WHAT THE TASK REQUIRES. A complete answer retypes each of the records below precisely and includes none of the pictures.

PROVIDED MATERIAL.
--
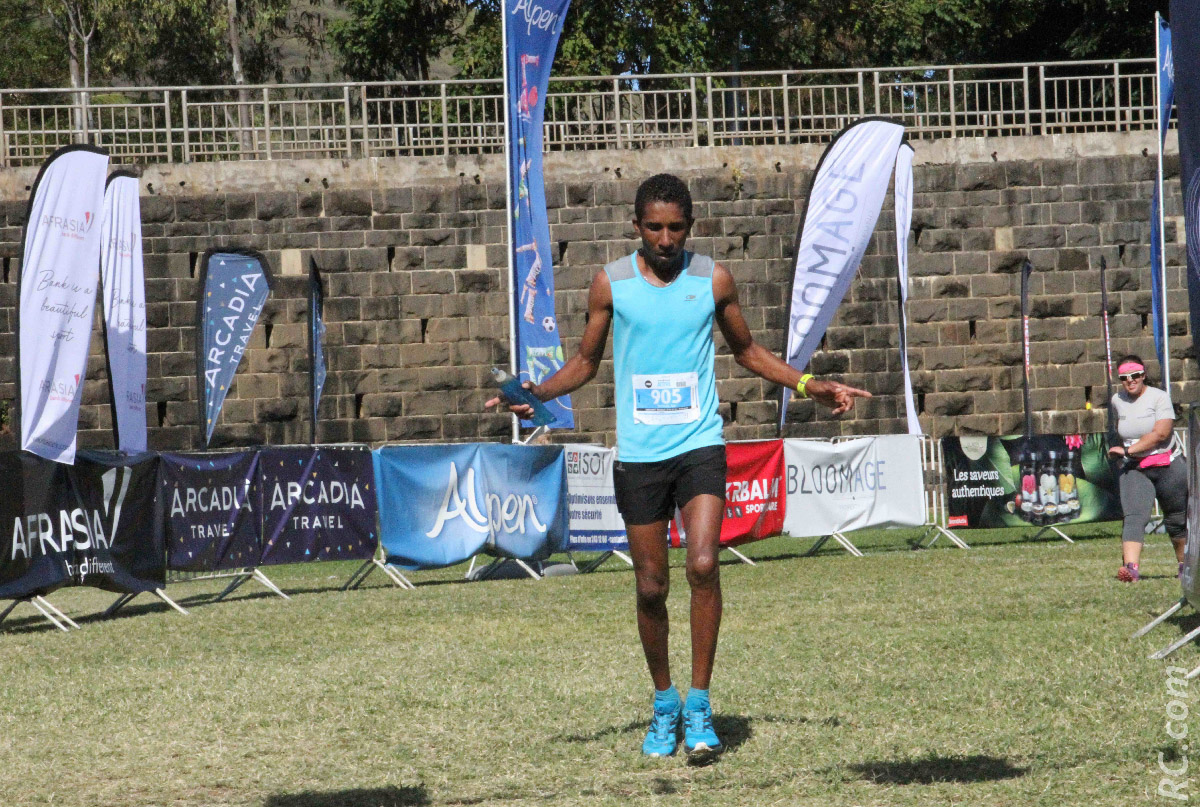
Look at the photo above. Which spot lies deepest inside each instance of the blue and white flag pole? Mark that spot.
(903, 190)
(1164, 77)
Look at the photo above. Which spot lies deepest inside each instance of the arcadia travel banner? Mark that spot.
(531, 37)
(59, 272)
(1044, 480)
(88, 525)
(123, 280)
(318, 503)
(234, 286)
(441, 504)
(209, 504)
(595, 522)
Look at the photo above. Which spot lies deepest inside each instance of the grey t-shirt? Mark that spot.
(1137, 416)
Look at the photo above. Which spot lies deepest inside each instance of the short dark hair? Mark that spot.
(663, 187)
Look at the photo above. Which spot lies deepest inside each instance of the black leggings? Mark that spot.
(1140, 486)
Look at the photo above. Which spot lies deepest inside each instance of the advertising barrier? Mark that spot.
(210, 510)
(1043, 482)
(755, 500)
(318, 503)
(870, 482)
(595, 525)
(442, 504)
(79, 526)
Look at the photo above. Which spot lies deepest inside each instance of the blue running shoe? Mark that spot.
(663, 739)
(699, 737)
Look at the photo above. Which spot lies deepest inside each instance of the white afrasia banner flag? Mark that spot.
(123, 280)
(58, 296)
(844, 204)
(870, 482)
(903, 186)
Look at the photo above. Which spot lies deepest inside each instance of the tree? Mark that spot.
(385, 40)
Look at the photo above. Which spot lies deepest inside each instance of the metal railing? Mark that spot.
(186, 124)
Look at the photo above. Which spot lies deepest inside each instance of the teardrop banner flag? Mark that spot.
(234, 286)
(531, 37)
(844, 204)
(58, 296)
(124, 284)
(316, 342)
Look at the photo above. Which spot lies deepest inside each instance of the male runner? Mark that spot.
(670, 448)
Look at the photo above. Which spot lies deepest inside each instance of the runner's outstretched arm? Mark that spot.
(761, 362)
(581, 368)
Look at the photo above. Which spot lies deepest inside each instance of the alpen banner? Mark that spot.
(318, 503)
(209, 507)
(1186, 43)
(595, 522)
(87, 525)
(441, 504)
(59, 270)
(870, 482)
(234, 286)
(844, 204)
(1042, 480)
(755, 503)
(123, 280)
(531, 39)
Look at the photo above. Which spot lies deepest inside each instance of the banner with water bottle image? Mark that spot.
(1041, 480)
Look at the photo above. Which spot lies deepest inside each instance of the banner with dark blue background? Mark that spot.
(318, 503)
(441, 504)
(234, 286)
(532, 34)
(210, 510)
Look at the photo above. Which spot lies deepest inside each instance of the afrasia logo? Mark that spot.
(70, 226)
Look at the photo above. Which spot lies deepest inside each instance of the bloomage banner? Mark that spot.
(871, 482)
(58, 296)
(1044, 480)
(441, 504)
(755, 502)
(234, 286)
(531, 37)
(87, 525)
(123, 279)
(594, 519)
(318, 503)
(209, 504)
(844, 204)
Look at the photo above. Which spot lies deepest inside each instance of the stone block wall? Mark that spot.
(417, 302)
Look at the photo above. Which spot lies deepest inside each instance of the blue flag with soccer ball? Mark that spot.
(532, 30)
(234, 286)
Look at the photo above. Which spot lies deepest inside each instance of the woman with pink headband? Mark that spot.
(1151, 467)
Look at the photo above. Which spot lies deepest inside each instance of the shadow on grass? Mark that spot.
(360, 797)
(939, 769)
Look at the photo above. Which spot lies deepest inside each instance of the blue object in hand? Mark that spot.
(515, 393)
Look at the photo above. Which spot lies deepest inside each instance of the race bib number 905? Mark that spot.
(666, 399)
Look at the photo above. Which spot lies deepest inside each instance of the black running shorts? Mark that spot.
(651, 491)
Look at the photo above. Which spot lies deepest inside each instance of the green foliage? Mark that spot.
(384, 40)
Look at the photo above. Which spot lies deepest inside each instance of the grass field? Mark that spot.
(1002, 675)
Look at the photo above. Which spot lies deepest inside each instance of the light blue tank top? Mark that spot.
--
ANSWER SPACE.
Look at the photo above. Which spot lies deepest inside each instance of the blue and white flag pole? Mark that spot.
(903, 190)
(1164, 77)
Look at the photo above. Which spot lies deepest inside each instance of the arcadia travel banner? Mark that spot.
(531, 37)
(59, 272)
(1044, 480)
(88, 525)
(123, 280)
(318, 503)
(234, 286)
(441, 504)
(209, 504)
(595, 522)
Look at the photo above. Which spot lies deepest inside each instance of the grey t-shirt? Mark that spot.
(1137, 416)
Look at the photo above. Which spot lies deepest inside each instance of the short dark hair? Mark that spot.
(663, 187)
Look at the photo above. Which spot lies deepest inside each instance of the black leggings? Mark that spot.
(1140, 486)
Look at the photo above. Which spot lies deepest inside each instance of the advertising barrier? Mark that spot.
(210, 510)
(1043, 482)
(755, 500)
(318, 503)
(870, 482)
(595, 525)
(442, 504)
(79, 526)
Look at the photo above. Which spot lies deepest inside each instance of the blue running shoe? Mark that spot.
(663, 739)
(699, 737)
Look at the photo above. Which spot lies deepest inside each instance of the white afrasia banner flag? Mark that spot.
(123, 280)
(58, 296)
(844, 204)
(870, 482)
(903, 186)
Look at the photo above. Which spot lies deepest inside each instance of the tree? Mark that spot.
(385, 40)
Look at the photo above. Which spot lies deepest inside each instance of the metal railing? Mark that spot.
(186, 124)
Look at the photo above. Which spot lies deepest inside each instance of the teardrop banner flag? Mark that spot.
(234, 286)
(531, 37)
(844, 204)
(58, 296)
(124, 284)
(316, 342)
Look at the photo above. Which spot lies deepest inside each instance of the male runner? Mark that spot.
(670, 448)
Look at the photo above. Which spot lies deepest inside each instance of the runner's outstretched arm? Mark that spot.
(761, 362)
(581, 368)
Look at the photo above. Which spot lies deepest inside each instance of the alpen banner? Mark that spot.
(318, 503)
(209, 507)
(1186, 43)
(595, 522)
(87, 525)
(441, 504)
(59, 270)
(870, 482)
(234, 286)
(844, 204)
(1042, 480)
(755, 503)
(123, 280)
(531, 39)
Look at the photo above. Which spot lies deepest inside each instance of the banner with water bottle image? Mark that spot.
(1041, 480)
Look at the photo above. Which spot lies deepest inside each instance of the banner with dark blue background? Mark that spot.
(318, 503)
(441, 504)
(234, 286)
(532, 34)
(210, 510)
Look at the photo above. Which spot lies deepest inside each instance of the afrasia logo? Mark that spot.
(70, 226)
Look at the photo above. Which spot lies deepest inside each instance of the bloomage banner? Mark that spot.
(871, 482)
(58, 296)
(1044, 480)
(441, 504)
(755, 502)
(234, 286)
(531, 37)
(87, 525)
(123, 279)
(594, 519)
(318, 503)
(209, 504)
(844, 204)
Look at the photo above. Which spot lies deepest inside each instance of the stone block wall? Mark that spot.
(417, 302)
Look at the photo above. Which spot lies deepest inside each instance of the blue flag with soccer ball? Mark that spot.
(532, 30)
(234, 286)
Look at the photo above. Which spot lies deepest inside each instance of the woman with pink headband? Mark that spot.
(1151, 467)
Look at the photo above. Which spot lies deepest inside each instance of the shadow on grass? Mark that spot.
(360, 797)
(939, 769)
Look at the photo above. Which spot lies deepest inside each instance of the blue object in hand? Mark that spot.
(515, 393)
Look at the photo above. Which spot lies deepest inside each instance of the race bib number 905? Mark that spot.
(666, 399)
Look at the photo above. Which spot lies deepest inside each instance of the black running shorts? Mark that spot.
(651, 491)
Look at the photo above. Which spot lies deepest inside each instance of the green foliage? Mark that spot.
(384, 40)
Look at the photo above. Which spot lies deepest inside each instance of the grass field? Mark that spot.
(1002, 675)
Look at the photo above. Which spot lies deepest inside each instance of the light blue tank top? Mark that spot.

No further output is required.